■ INSTRUCTION
Arrange the entries below as a two-column CSV with the header columns "text" and "answer", giving one row per entry: its text and its answer, each in a single quoted field with line breaks replaced by spaces. Cover every entry, and omit the pictures.

■ DATASET RECORDS
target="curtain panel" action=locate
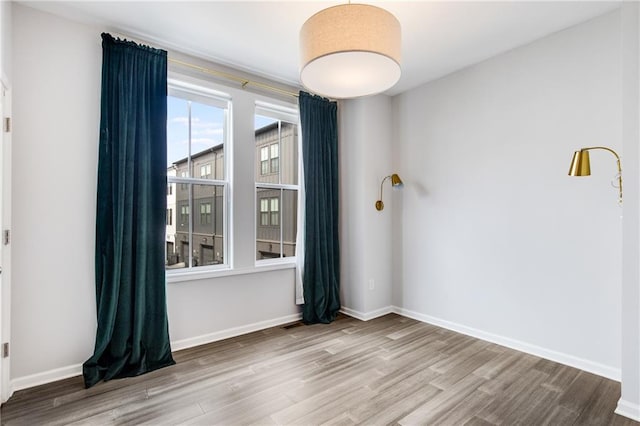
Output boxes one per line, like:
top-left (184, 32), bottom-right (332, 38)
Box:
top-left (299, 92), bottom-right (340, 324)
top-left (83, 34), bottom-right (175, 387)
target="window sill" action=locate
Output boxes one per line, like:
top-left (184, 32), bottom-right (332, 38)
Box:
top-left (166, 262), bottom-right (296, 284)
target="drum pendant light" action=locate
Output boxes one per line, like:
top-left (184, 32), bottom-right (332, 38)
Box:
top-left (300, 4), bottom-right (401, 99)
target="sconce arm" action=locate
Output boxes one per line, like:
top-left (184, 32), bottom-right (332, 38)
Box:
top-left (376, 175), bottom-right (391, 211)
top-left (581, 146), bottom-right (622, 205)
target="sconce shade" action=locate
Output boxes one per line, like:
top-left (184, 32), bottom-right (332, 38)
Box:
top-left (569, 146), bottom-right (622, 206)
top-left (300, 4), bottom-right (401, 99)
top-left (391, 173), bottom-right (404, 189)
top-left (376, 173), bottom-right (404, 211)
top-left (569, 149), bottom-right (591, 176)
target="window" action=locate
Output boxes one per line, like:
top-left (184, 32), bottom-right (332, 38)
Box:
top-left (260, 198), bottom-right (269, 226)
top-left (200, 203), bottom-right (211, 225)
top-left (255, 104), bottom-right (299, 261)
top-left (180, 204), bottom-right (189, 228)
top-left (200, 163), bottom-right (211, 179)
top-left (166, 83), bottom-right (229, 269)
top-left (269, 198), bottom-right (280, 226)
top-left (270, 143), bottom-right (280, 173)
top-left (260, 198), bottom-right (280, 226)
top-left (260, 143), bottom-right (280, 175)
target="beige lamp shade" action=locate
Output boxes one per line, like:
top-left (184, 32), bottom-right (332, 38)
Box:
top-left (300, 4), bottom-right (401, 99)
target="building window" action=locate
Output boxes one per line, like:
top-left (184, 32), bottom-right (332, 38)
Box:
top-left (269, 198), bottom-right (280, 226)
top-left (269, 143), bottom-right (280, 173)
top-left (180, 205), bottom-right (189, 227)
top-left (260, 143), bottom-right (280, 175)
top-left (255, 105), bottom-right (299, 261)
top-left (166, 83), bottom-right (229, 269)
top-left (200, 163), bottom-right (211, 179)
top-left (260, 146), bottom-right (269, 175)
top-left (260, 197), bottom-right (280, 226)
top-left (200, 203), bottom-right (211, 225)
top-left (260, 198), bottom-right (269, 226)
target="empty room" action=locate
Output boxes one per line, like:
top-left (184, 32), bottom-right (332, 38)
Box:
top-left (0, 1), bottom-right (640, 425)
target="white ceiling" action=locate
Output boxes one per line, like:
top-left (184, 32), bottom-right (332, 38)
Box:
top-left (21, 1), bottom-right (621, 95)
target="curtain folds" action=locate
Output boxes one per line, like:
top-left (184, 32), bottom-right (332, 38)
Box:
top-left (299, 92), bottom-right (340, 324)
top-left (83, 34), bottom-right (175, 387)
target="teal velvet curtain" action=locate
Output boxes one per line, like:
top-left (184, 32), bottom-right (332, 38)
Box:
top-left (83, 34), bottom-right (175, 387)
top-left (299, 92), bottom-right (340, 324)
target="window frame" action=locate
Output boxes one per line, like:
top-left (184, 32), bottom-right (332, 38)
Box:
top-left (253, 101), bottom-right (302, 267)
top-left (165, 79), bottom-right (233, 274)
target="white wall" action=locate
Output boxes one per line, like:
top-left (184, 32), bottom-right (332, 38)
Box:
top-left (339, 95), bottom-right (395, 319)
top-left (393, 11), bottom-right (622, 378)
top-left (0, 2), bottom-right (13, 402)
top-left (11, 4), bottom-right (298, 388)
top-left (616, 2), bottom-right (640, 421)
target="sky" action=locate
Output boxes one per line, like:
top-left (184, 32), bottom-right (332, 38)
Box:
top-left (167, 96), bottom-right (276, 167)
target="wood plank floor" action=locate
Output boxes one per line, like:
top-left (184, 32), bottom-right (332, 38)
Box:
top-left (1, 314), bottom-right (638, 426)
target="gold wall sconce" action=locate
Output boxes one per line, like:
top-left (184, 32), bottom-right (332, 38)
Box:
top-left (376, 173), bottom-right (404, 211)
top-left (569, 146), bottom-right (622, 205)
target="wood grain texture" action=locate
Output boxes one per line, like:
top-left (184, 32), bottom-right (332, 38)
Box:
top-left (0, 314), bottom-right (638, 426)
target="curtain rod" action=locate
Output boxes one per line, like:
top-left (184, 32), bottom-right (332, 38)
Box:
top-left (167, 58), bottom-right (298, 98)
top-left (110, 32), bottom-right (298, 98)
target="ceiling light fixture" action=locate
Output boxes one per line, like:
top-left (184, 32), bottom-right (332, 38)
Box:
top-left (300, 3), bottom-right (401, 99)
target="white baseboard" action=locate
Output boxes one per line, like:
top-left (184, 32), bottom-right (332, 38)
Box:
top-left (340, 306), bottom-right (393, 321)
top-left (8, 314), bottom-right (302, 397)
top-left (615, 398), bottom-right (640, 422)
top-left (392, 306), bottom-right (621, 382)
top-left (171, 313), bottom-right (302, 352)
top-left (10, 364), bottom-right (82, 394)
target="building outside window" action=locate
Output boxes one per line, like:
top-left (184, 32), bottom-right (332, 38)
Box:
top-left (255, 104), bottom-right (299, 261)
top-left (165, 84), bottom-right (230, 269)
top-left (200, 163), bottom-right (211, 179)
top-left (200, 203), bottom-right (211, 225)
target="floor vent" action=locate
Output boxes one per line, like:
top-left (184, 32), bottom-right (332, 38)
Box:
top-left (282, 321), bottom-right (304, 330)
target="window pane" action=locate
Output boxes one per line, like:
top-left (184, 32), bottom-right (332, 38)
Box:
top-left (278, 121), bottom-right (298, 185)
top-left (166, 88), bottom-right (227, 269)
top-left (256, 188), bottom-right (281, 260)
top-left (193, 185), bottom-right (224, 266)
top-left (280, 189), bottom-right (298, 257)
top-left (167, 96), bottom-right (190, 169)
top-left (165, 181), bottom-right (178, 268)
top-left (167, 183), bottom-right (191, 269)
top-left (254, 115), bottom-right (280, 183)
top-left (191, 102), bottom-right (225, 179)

■ EXERCISE RESULT
text,answer
"target=""curtain panel"" action=locate Output boxes one per line, like: top-left (184, 32), bottom-right (332, 38) Box:","top-left (299, 92), bottom-right (340, 324) top-left (83, 34), bottom-right (175, 387)"
"target=""window sill"" action=locate Output boxes one per line, like: top-left (184, 32), bottom-right (332, 38) Box:","top-left (166, 262), bottom-right (296, 284)"
"target=""drum pendant light"" action=locate Output boxes one per line, like: top-left (184, 32), bottom-right (332, 38) Box:","top-left (300, 4), bottom-right (401, 99)"
"target=""sconce arm"" action=locate Output boxes one per line, like: top-left (184, 32), bottom-right (332, 38) Box:","top-left (376, 175), bottom-right (391, 211) top-left (581, 146), bottom-right (622, 205)"
"target=""sconce shade"" action=locate Output boxes one per line, like: top-left (184, 32), bottom-right (332, 38) Box:","top-left (569, 146), bottom-right (622, 206) top-left (300, 4), bottom-right (401, 99) top-left (391, 173), bottom-right (404, 189) top-left (376, 173), bottom-right (404, 211) top-left (569, 149), bottom-right (591, 176)"
"target=""window"" action=locate Output boxes one per line, like: top-left (184, 32), bottom-right (332, 38) Box:","top-left (260, 198), bottom-right (269, 226) top-left (200, 203), bottom-right (211, 225) top-left (255, 104), bottom-right (299, 261) top-left (180, 204), bottom-right (189, 228) top-left (200, 163), bottom-right (211, 179) top-left (166, 83), bottom-right (229, 269) top-left (269, 198), bottom-right (280, 226) top-left (270, 143), bottom-right (280, 173) top-left (260, 198), bottom-right (280, 226) top-left (260, 143), bottom-right (280, 175)"
"target=""beige lamp shade"" action=locate Output boxes one per line, like: top-left (184, 32), bottom-right (332, 38) Box:","top-left (300, 4), bottom-right (401, 99)"
"target=""building window"" action=locate Output boxes one per line, like: top-left (184, 32), bottom-right (332, 38) Box:","top-left (269, 198), bottom-right (280, 226) top-left (269, 143), bottom-right (280, 173) top-left (180, 205), bottom-right (189, 227) top-left (260, 143), bottom-right (280, 175) top-left (255, 105), bottom-right (299, 261) top-left (166, 83), bottom-right (229, 269) top-left (200, 163), bottom-right (211, 179) top-left (260, 146), bottom-right (269, 175) top-left (260, 197), bottom-right (280, 226) top-left (200, 203), bottom-right (211, 225) top-left (260, 198), bottom-right (269, 226)"
"target=""empty room"" action=locate Output boxes one per line, like: top-left (184, 32), bottom-right (332, 38) Box:","top-left (0, 1), bottom-right (640, 425)"
"target=""white ceiling"" action=locate Output boxes one per line, like: top-left (184, 32), bottom-right (332, 38) Box:","top-left (21, 1), bottom-right (621, 95)"
"target=""curtain folds"" action=locate Output boxes one per line, like: top-left (184, 32), bottom-right (332, 38) Box:","top-left (299, 92), bottom-right (340, 324) top-left (83, 34), bottom-right (175, 387)"
"target=""teal velvet curtain"" action=locate Output boxes one per line, like: top-left (184, 32), bottom-right (332, 38) Box:","top-left (83, 34), bottom-right (175, 387) top-left (299, 92), bottom-right (340, 324)"
"target=""window frame"" action=locate Output boxes one per line, like: top-left (184, 32), bottom-right (332, 38) Box:","top-left (253, 101), bottom-right (302, 267) top-left (165, 79), bottom-right (233, 274)"
"target=""white wall"" action=locate Output boxes one per line, like: top-left (184, 32), bottom-right (332, 38) Box:","top-left (339, 95), bottom-right (395, 319) top-left (393, 11), bottom-right (622, 378) top-left (0, 2), bottom-right (13, 402) top-left (11, 4), bottom-right (298, 388) top-left (616, 2), bottom-right (640, 421)"
"target=""sky"" action=locate Output boxes one per line, like: top-left (184, 32), bottom-right (332, 38) Box:","top-left (167, 96), bottom-right (276, 167)"
"target=""wood plank floor"" action=locate Output boxes one per line, like: top-left (184, 32), bottom-right (332, 38) Box:","top-left (1, 314), bottom-right (638, 426)"
"target=""gold wall sconce"" action=locate Output boxes one per line, like: top-left (184, 32), bottom-right (332, 38) Box:","top-left (376, 173), bottom-right (404, 211) top-left (569, 146), bottom-right (622, 205)"
"target=""wood grain texture"" action=locate Output boxes one per line, like: top-left (184, 32), bottom-right (332, 38) Box:","top-left (0, 314), bottom-right (638, 426)"
"target=""curtain rod"" action=locate Output boxes one per line, like: top-left (184, 32), bottom-right (332, 38) Box:","top-left (167, 58), bottom-right (298, 98) top-left (110, 32), bottom-right (298, 98)"
"target=""ceiling light fixture"" action=locate Output boxes one per line, like: top-left (184, 32), bottom-right (332, 38) Box:","top-left (300, 3), bottom-right (401, 99)"
"target=""white baseboard"" action=locate Output boxes one per line, like: top-left (184, 32), bottom-right (332, 38) Box:","top-left (340, 306), bottom-right (393, 321) top-left (8, 314), bottom-right (302, 397) top-left (615, 398), bottom-right (640, 422) top-left (392, 306), bottom-right (621, 382) top-left (171, 313), bottom-right (302, 352) top-left (10, 364), bottom-right (82, 394)"
"target=""building outside window"" action=locate Output boxes one per line, like: top-left (184, 32), bottom-right (332, 38) Box:","top-left (255, 104), bottom-right (299, 261) top-left (165, 84), bottom-right (230, 269) top-left (200, 163), bottom-right (211, 179) top-left (200, 203), bottom-right (211, 225)"
"target=""floor vent"" action=locate Output boxes one per line, like: top-left (184, 32), bottom-right (332, 38) Box:","top-left (282, 321), bottom-right (304, 330)"
"target=""window pane"" action=locate Output boxes one per line, like: top-left (184, 32), bottom-right (332, 38) Box:","top-left (278, 121), bottom-right (298, 185) top-left (166, 88), bottom-right (227, 269) top-left (256, 188), bottom-right (281, 260) top-left (193, 185), bottom-right (224, 266) top-left (280, 189), bottom-right (298, 257) top-left (167, 96), bottom-right (190, 169) top-left (165, 181), bottom-right (178, 268) top-left (167, 183), bottom-right (191, 269) top-left (254, 115), bottom-right (280, 183) top-left (191, 102), bottom-right (225, 179)"